# ACTION ITEM
Could you copy every line of the data that contains the word "weathered"?

+++

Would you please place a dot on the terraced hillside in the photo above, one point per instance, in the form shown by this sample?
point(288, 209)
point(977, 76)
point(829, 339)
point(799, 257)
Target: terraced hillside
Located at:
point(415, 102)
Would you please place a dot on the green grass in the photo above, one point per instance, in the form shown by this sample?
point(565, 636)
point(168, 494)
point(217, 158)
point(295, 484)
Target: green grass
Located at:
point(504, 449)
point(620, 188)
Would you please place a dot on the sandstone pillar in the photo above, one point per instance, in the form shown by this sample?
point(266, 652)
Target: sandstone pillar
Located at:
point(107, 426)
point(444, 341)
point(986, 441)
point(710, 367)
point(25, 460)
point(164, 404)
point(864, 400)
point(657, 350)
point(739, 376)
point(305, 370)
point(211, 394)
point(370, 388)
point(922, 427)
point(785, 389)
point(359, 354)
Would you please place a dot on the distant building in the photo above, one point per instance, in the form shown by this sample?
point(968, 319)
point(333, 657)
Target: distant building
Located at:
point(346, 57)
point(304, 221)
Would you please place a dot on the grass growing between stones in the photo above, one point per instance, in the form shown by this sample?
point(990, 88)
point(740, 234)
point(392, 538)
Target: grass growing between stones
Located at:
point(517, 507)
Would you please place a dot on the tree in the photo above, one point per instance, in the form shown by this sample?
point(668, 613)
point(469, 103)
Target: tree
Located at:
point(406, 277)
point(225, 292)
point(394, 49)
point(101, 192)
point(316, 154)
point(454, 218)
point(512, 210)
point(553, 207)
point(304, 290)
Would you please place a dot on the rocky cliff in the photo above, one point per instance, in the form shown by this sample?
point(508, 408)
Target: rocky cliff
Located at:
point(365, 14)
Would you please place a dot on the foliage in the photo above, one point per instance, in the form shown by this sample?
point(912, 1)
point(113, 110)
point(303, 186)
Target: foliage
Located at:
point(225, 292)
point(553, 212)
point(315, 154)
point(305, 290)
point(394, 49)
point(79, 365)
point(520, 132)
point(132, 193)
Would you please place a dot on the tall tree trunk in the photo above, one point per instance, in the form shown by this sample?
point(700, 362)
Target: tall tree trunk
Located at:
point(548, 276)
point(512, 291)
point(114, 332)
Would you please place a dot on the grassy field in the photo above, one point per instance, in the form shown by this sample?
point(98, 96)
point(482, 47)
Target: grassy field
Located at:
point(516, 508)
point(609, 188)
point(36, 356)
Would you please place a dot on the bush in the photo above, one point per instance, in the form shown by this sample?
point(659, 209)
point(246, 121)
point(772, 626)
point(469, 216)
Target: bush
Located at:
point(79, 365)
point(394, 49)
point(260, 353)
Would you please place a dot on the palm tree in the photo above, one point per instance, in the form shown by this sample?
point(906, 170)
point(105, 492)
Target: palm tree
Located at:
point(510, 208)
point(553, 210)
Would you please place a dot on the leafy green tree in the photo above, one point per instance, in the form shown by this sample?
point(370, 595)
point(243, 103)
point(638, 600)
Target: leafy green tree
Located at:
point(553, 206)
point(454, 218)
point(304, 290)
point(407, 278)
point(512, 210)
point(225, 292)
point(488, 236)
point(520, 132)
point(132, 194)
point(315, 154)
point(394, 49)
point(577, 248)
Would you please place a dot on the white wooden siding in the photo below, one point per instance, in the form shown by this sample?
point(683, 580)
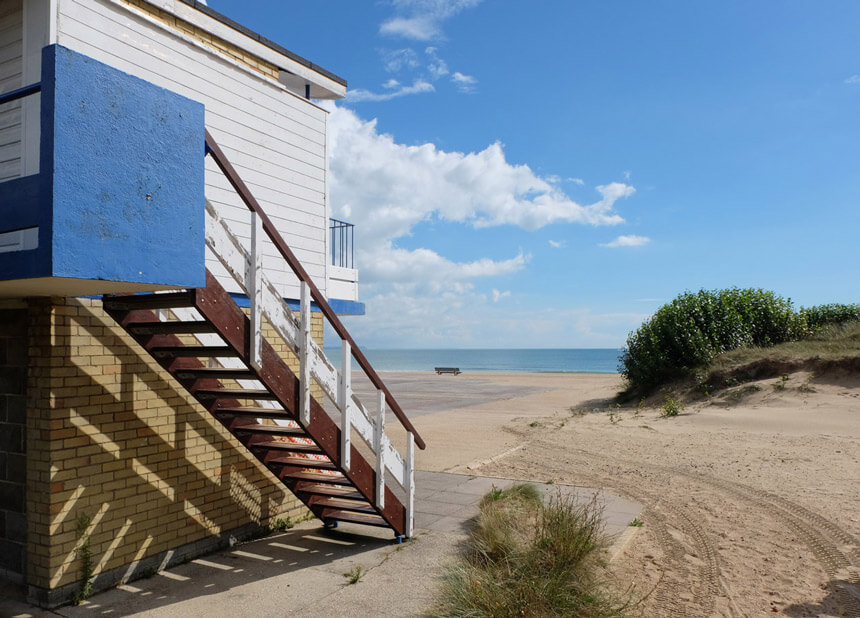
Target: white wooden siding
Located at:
point(11, 48)
point(275, 140)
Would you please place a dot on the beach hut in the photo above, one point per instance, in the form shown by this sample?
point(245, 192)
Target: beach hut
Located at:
point(167, 264)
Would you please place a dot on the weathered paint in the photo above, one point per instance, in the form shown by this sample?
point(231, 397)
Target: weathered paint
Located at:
point(124, 162)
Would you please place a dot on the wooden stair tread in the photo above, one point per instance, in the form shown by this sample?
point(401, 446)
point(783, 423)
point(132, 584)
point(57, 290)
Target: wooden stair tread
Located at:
point(226, 373)
point(277, 445)
point(353, 506)
point(301, 462)
point(171, 328)
point(255, 412)
point(194, 351)
point(352, 516)
point(236, 393)
point(167, 300)
point(321, 489)
point(316, 477)
point(279, 430)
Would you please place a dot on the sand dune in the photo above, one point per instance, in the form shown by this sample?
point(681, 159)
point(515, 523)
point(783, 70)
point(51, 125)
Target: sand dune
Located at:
point(752, 499)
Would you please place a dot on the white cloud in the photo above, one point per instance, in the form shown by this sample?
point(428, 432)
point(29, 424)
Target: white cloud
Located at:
point(387, 188)
point(397, 90)
point(628, 241)
point(465, 83)
point(398, 59)
point(391, 187)
point(437, 67)
point(422, 19)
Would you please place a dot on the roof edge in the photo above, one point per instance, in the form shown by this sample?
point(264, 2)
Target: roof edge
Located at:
point(262, 40)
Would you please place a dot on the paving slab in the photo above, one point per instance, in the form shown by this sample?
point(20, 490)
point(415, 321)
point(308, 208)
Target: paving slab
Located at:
point(303, 571)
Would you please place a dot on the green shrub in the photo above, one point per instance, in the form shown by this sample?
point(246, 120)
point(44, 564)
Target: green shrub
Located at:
point(825, 315)
point(695, 327)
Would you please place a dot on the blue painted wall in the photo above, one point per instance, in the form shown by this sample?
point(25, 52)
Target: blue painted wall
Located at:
point(22, 206)
point(120, 194)
point(126, 162)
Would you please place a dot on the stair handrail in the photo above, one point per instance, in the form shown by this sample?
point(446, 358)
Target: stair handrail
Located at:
point(220, 159)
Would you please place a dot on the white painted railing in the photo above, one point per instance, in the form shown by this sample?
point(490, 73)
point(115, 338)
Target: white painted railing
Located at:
point(245, 266)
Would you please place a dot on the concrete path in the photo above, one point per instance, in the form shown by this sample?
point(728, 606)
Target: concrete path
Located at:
point(304, 571)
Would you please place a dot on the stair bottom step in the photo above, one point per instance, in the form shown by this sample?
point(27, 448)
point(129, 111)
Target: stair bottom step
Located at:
point(351, 516)
point(316, 477)
point(320, 489)
point(353, 506)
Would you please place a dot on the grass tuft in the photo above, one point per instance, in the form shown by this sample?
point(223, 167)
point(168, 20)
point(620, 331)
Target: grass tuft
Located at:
point(530, 557)
point(354, 575)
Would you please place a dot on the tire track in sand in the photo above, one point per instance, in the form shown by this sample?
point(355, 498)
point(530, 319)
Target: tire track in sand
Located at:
point(837, 551)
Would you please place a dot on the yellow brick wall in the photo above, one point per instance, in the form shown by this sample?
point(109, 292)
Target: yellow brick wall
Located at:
point(113, 438)
point(207, 39)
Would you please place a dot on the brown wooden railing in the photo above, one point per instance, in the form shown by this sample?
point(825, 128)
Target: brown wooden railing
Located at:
point(241, 188)
point(20, 93)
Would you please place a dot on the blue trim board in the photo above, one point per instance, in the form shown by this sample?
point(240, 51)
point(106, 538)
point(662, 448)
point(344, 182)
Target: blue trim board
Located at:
point(340, 306)
point(122, 167)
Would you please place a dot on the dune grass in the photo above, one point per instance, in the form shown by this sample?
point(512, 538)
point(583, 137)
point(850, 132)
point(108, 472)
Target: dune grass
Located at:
point(527, 557)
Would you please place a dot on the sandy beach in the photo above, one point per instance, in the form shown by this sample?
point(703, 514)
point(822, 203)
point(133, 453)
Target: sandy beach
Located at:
point(752, 504)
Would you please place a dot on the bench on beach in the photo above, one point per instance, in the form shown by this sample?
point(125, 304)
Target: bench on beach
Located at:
point(452, 370)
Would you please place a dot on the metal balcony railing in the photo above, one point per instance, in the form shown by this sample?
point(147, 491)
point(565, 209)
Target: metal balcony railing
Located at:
point(341, 241)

+++

# RESPONSE AREA
Would you please place a dot on the weathered paint in the photo above, one point per instance, in the form shown by this sample?
Target: weathered paint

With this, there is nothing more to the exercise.